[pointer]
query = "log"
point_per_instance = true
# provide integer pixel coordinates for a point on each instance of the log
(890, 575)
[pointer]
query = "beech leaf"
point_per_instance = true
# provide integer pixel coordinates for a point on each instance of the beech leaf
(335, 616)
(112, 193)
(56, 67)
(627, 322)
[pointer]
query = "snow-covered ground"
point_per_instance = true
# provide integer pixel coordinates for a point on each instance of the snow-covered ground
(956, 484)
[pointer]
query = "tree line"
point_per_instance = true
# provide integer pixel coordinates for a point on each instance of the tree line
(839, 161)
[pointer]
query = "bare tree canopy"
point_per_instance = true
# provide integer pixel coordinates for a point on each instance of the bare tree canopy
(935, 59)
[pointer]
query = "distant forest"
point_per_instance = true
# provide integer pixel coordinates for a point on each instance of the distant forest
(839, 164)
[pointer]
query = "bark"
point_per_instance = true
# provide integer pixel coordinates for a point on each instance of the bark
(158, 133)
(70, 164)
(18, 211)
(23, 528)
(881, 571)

━━━━━━━━━━━━━━━━━━━━━━━━━━━━━━

* Short task: Convert every row above into a two-column CSV with the header input,output. Put each row's text under input and its answer under output, each as a single quoted field with line breaks replaced by spaces.

* Exercise answer:
input,output
"[pointer] query = ""log"" point_per_instance = true # provide integer pixel coordinates for a point on each instance of the log","(890, 575)"
"[pointer] query = ""beech leaf"" point_per_instance = true # provide integer pixel coordinates for a point on each instance of the beech leaf","(335, 616) (112, 193) (56, 67) (627, 322)"
"[pointer] query = ""snow-covered ground"" point_per_instance = true # provide integer pixel coordinates for a point on each instance of the snow-covered ground","(956, 484)"
"[pointer] query = ""tree line"" point_per_instance = true # provide integer pixel coordinates for a point on each instance of the tree line","(839, 161)"
"[pointer] query = ""bare tree canopy"" point_per_instance = true # provide integer pixel coordinates for a point on each instance of the bare tree canopy","(935, 59)"
"[pointer] query = ""distant forest"" point_per_instance = true # provide integer pixel coordinates for a point on each instance of the distant forest","(839, 164)"
"[pointer] query = ""bark"" point_per_instance = true # provide integer pixel coordinates for a point on each instance of the bark","(158, 133) (70, 164) (18, 211) (23, 528) (881, 571)"